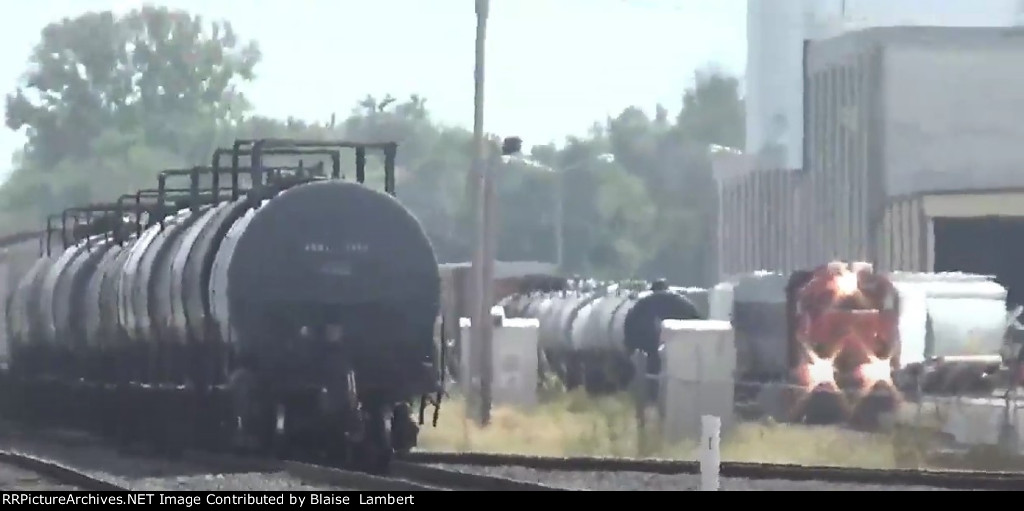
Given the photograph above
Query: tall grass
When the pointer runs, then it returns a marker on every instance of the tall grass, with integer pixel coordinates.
(573, 424)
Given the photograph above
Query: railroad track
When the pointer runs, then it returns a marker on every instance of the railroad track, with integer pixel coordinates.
(72, 460)
(943, 479)
(57, 472)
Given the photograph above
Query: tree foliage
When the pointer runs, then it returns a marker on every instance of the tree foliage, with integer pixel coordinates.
(111, 100)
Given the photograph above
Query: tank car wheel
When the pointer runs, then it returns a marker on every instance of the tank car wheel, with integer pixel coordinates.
(250, 424)
(373, 454)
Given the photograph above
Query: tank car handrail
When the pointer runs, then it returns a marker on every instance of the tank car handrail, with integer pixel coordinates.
(194, 187)
(108, 209)
(238, 150)
(49, 233)
(390, 152)
(138, 208)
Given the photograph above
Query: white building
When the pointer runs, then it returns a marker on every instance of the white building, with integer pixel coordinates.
(776, 29)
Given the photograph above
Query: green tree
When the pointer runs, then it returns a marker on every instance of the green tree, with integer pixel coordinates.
(157, 70)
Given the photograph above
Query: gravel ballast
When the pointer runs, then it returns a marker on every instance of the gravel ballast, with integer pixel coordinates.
(633, 481)
(146, 473)
(15, 478)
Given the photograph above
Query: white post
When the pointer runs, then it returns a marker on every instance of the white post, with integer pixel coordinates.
(711, 458)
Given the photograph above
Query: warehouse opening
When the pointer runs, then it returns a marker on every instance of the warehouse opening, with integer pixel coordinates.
(988, 245)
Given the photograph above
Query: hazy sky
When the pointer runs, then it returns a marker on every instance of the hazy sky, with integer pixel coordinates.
(554, 67)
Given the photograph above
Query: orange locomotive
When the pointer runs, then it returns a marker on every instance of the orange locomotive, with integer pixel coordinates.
(844, 344)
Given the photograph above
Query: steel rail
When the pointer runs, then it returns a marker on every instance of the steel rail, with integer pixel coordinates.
(947, 479)
(58, 472)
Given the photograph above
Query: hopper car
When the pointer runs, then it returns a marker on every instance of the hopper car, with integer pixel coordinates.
(265, 307)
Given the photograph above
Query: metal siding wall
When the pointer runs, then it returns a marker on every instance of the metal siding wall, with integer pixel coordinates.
(844, 184)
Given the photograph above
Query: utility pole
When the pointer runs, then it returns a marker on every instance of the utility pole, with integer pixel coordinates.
(559, 189)
(479, 355)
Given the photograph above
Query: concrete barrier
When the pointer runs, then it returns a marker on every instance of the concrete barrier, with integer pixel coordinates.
(514, 357)
(697, 375)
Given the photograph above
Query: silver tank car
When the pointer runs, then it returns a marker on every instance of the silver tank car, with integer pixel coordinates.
(587, 336)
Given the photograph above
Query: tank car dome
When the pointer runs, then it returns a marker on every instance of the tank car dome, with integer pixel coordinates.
(339, 243)
(643, 318)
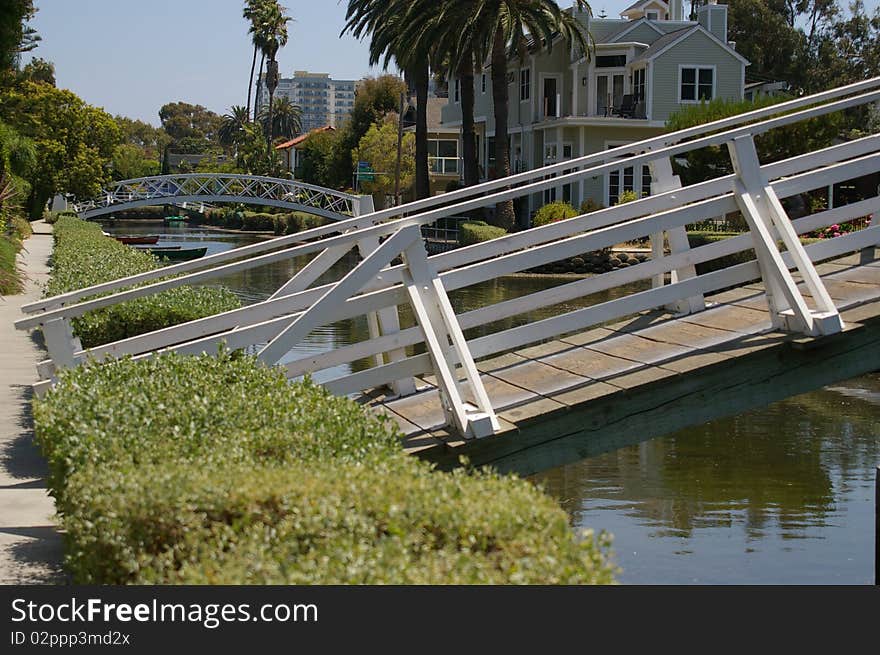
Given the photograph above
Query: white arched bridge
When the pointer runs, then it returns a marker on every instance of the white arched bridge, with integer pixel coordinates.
(209, 188)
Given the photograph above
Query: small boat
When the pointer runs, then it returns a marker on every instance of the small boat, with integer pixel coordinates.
(178, 254)
(134, 239)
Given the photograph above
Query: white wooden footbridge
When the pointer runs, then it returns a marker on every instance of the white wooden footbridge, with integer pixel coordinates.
(209, 188)
(685, 349)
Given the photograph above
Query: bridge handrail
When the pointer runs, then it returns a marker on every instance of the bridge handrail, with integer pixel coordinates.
(235, 176)
(465, 266)
(359, 227)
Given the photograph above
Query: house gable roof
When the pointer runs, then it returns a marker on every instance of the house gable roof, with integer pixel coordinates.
(629, 28)
(667, 41)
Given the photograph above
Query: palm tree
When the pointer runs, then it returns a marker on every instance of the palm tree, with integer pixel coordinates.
(286, 116)
(253, 10)
(504, 29)
(398, 29)
(233, 124)
(274, 35)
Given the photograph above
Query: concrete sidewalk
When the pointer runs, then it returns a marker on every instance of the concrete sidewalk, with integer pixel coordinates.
(31, 549)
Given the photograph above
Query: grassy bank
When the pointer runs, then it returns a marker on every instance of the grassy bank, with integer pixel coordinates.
(83, 256)
(11, 238)
(217, 470)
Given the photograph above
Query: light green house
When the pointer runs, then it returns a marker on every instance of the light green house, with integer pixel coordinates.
(646, 65)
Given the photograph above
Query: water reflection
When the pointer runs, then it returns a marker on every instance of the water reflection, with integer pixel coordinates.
(783, 494)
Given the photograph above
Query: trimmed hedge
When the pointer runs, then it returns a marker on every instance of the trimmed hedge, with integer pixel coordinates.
(83, 256)
(471, 232)
(196, 470)
(552, 212)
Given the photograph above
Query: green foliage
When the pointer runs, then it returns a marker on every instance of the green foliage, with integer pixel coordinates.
(552, 212)
(217, 470)
(379, 148)
(471, 232)
(83, 257)
(74, 141)
(775, 145)
(280, 223)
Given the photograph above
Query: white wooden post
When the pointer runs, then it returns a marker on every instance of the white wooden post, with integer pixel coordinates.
(447, 346)
(60, 342)
(663, 180)
(767, 219)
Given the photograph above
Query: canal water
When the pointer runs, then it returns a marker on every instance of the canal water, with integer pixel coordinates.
(779, 495)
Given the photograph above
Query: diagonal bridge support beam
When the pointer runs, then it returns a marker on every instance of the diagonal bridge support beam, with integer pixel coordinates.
(769, 224)
(445, 341)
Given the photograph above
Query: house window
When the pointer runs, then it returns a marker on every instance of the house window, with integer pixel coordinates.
(443, 156)
(697, 83)
(638, 84)
(525, 84)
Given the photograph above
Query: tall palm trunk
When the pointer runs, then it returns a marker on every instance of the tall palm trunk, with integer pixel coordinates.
(420, 81)
(468, 133)
(504, 215)
(251, 82)
(257, 86)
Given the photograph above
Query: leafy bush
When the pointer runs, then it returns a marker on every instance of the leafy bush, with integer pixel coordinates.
(552, 212)
(471, 232)
(83, 257)
(218, 471)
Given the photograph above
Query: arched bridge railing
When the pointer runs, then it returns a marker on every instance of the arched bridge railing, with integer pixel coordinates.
(216, 187)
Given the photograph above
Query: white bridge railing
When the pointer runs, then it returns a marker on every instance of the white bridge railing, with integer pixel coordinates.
(216, 187)
(376, 287)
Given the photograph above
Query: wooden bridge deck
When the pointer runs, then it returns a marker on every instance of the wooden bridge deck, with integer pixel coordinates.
(652, 374)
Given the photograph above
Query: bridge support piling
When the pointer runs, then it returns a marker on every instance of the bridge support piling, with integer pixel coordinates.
(663, 180)
(767, 220)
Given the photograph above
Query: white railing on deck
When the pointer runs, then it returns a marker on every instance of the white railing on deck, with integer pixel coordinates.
(376, 288)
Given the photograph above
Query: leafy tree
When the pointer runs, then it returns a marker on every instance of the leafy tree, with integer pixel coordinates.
(286, 118)
(232, 127)
(74, 141)
(392, 35)
(777, 144)
(129, 162)
(504, 29)
(316, 159)
(151, 140)
(379, 148)
(181, 120)
(39, 70)
(15, 36)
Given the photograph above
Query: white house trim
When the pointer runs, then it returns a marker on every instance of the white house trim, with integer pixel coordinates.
(691, 32)
(636, 23)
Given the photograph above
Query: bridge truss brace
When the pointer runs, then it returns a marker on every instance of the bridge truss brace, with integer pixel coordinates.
(769, 224)
(434, 314)
(663, 180)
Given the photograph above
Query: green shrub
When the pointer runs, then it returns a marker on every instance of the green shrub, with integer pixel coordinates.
(217, 470)
(552, 212)
(471, 232)
(590, 205)
(83, 257)
(10, 278)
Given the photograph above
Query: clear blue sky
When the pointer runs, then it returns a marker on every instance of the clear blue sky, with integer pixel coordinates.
(133, 56)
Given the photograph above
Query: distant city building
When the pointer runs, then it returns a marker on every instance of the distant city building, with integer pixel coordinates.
(324, 101)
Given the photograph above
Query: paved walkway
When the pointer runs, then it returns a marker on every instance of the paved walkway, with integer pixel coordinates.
(30, 546)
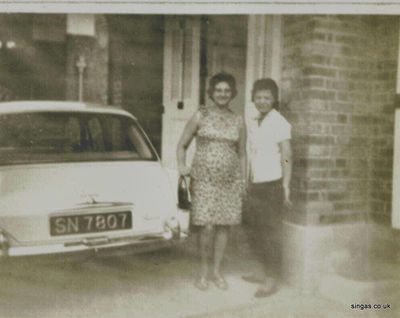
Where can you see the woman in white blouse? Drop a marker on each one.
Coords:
(270, 159)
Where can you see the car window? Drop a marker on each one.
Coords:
(66, 136)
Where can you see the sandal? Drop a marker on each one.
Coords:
(252, 279)
(220, 282)
(201, 283)
(261, 293)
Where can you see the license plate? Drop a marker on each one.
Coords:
(90, 223)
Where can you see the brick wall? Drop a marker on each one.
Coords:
(338, 93)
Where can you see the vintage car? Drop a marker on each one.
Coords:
(76, 177)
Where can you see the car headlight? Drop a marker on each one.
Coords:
(4, 243)
(171, 228)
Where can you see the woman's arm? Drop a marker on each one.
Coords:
(286, 162)
(242, 153)
(186, 138)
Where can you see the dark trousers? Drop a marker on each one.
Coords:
(264, 206)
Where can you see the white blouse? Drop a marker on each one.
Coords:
(264, 152)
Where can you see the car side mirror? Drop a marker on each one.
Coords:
(183, 194)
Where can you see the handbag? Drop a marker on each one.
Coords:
(183, 194)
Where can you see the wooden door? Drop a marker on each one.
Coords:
(138, 47)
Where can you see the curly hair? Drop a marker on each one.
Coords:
(222, 77)
(266, 84)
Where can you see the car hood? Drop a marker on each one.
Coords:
(29, 193)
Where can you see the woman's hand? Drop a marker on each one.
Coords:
(286, 198)
(184, 170)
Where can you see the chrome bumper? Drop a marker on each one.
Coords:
(101, 246)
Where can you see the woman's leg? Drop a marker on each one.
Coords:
(205, 238)
(221, 239)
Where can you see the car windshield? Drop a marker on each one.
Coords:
(41, 137)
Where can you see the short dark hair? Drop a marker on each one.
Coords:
(266, 84)
(222, 77)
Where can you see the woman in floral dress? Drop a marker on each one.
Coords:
(217, 174)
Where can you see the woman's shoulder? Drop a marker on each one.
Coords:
(280, 119)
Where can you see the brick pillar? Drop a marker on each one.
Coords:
(95, 51)
(337, 89)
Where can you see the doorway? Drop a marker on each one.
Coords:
(136, 54)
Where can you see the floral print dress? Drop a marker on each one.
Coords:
(215, 176)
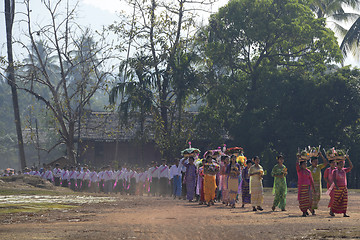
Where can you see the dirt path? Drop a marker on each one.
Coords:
(164, 218)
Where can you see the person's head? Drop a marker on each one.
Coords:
(314, 161)
(248, 163)
(256, 160)
(233, 159)
(280, 159)
(340, 164)
(302, 164)
(332, 163)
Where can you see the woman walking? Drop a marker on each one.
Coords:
(233, 172)
(279, 173)
(245, 182)
(339, 195)
(305, 186)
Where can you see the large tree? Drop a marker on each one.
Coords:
(245, 44)
(67, 62)
(338, 16)
(160, 73)
(9, 21)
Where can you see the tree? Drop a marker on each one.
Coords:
(79, 60)
(249, 45)
(336, 15)
(161, 33)
(9, 21)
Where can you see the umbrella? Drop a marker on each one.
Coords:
(234, 150)
(212, 152)
(190, 150)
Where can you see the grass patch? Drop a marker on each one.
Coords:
(36, 191)
(32, 207)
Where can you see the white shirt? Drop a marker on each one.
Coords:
(154, 172)
(57, 172)
(93, 176)
(175, 171)
(65, 175)
(107, 175)
(73, 174)
(164, 171)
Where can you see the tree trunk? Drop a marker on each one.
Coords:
(70, 148)
(9, 19)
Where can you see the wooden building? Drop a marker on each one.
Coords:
(104, 141)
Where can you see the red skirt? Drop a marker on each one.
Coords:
(339, 199)
(304, 197)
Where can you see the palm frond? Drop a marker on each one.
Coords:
(350, 43)
(345, 17)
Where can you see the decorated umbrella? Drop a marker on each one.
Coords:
(241, 160)
(337, 155)
(213, 152)
(190, 150)
(233, 150)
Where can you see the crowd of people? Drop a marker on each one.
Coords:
(217, 177)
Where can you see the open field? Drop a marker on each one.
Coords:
(134, 217)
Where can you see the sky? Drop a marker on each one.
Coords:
(92, 13)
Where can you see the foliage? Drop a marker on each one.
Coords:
(63, 72)
(159, 78)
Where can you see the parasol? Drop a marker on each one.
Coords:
(233, 150)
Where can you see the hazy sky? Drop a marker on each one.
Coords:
(92, 13)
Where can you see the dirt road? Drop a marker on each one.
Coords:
(130, 217)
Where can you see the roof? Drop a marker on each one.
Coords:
(107, 126)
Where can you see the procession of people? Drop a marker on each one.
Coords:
(223, 176)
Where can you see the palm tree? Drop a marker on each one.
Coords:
(335, 13)
(9, 20)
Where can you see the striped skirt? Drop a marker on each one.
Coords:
(246, 196)
(256, 191)
(316, 195)
(233, 185)
(339, 199)
(304, 197)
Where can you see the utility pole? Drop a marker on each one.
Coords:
(9, 20)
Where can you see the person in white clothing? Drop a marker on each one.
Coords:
(175, 175)
(57, 174)
(164, 179)
(64, 177)
(154, 179)
(108, 180)
(72, 178)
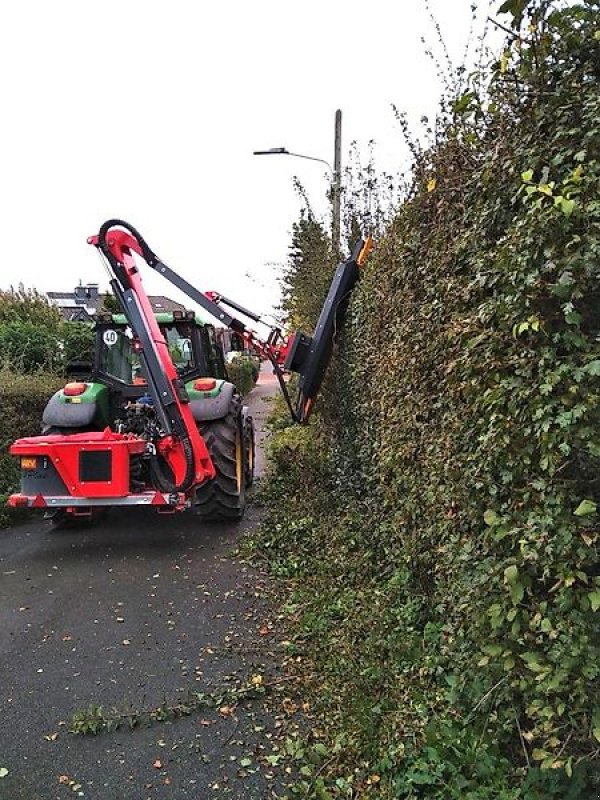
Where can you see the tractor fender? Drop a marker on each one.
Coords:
(61, 414)
(209, 407)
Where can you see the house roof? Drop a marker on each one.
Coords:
(161, 303)
(75, 308)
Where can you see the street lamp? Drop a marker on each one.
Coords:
(336, 175)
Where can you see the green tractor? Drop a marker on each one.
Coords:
(113, 393)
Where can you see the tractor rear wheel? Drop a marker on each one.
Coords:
(224, 497)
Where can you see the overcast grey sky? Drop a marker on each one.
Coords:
(150, 111)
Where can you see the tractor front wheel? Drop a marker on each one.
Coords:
(224, 497)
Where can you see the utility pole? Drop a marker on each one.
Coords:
(337, 185)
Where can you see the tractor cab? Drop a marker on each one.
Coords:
(192, 345)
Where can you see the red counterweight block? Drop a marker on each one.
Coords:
(90, 465)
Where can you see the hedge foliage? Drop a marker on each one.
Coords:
(243, 372)
(442, 520)
(22, 402)
(33, 336)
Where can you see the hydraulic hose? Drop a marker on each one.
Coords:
(161, 479)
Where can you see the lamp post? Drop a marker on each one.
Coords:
(336, 176)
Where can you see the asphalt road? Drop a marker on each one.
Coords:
(135, 611)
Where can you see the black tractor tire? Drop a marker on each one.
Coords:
(224, 497)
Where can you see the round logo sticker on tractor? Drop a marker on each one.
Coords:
(109, 338)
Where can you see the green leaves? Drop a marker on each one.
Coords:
(585, 508)
(491, 518)
(594, 598)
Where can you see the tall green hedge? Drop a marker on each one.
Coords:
(447, 550)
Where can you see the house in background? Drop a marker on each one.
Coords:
(84, 302)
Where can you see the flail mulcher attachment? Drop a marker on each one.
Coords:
(308, 356)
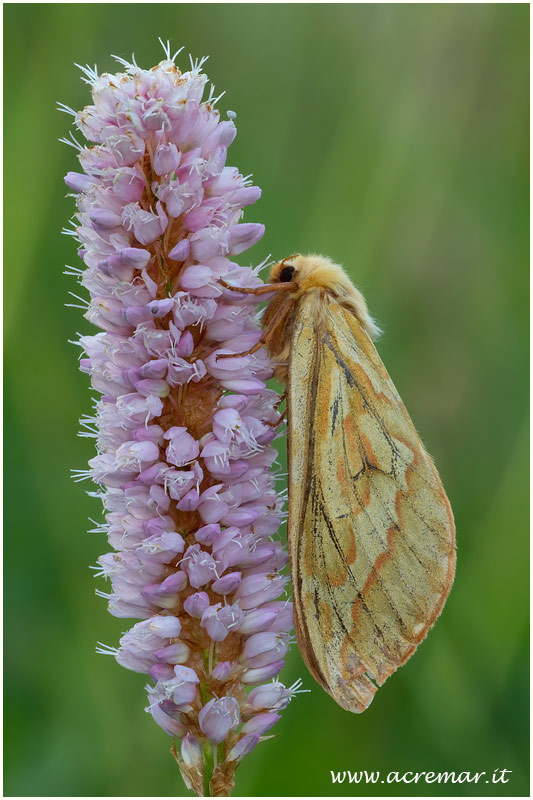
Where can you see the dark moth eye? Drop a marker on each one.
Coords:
(286, 274)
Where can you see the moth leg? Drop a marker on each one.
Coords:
(282, 417)
(265, 336)
(281, 399)
(265, 289)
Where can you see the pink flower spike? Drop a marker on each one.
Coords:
(218, 717)
(183, 437)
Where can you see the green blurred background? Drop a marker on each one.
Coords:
(393, 138)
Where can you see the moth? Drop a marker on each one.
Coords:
(371, 533)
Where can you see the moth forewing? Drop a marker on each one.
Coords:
(370, 530)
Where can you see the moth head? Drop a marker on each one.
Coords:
(314, 273)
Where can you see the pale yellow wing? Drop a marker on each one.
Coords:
(371, 532)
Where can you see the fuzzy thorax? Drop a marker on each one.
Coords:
(317, 278)
(314, 273)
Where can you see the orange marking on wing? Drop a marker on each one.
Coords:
(351, 551)
(371, 458)
(380, 560)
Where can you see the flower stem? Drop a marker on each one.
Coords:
(209, 767)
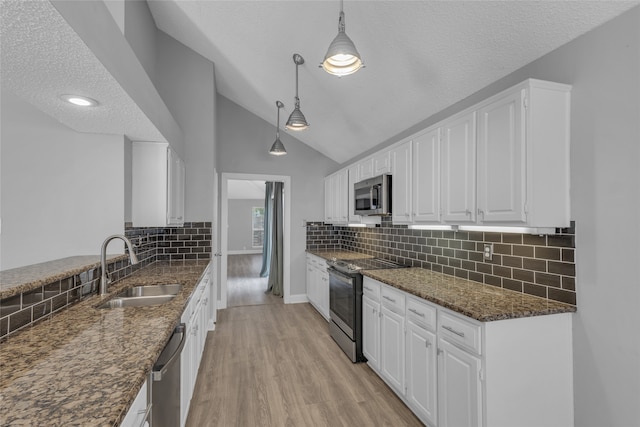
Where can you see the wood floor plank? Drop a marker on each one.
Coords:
(244, 284)
(276, 365)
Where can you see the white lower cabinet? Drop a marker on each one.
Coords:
(371, 331)
(459, 387)
(422, 372)
(196, 320)
(318, 284)
(454, 371)
(392, 348)
(137, 414)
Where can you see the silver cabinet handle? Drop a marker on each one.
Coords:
(450, 329)
(416, 312)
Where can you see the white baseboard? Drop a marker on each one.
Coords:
(297, 299)
(245, 252)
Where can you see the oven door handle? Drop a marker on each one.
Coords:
(332, 271)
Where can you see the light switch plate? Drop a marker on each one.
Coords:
(488, 251)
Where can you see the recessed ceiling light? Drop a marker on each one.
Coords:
(78, 100)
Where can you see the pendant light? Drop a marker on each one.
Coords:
(297, 121)
(342, 57)
(277, 149)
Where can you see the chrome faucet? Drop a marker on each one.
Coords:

+-------+

## WHAT YOU ARE ASKED TO DO
The reply should hold the lines from the top of the records through the line containing "Query: gravel ballast", reproduced exactly, and no pictures.

## EXERCISE RESPONSE
Given the photograph above
Query: tall grass
When the pointer runs, then it returns a marker on every instance of the tall grass, with integer pixel coordinates.
(573, 424)
Given the photograph above
Query: railroad track
When the pointer runs, then it returns a marker on every instance of the railroad track, with integer pixel coordinates.
(72, 460)
(943, 479)
(57, 472)
Given the photograph above
Query: tree foliage
When the pointer runs, then it returns a marker on every instance of the tree foliage, with integer pixel coordinates.
(111, 100)
Given the photograph above
Query: tank car wheel
When the pointer runs, then it returns a marker on every instance of the tank car wheel, with integer pixel coordinates.
(250, 424)
(373, 454)
Given the photograph above
Query: tank car handrail
When the pointer runs, then it returns a marker on every instance of the tank car handrail, with integer pixel coordinates.
(194, 187)
(108, 209)
(238, 150)
(49, 233)
(390, 152)
(138, 208)
Given the photograph above
Query: white building
When the pointer runs, then it returns a marker on every instance of the white building, with integer pixel coordinates.
(776, 29)
Given the photograph above
Query: green tree
When the pointer runs, then it returns a marker on every instance of the green tree, with integer pixel coordinates.
(157, 70)
Given the photograph above
Query: gravel ballast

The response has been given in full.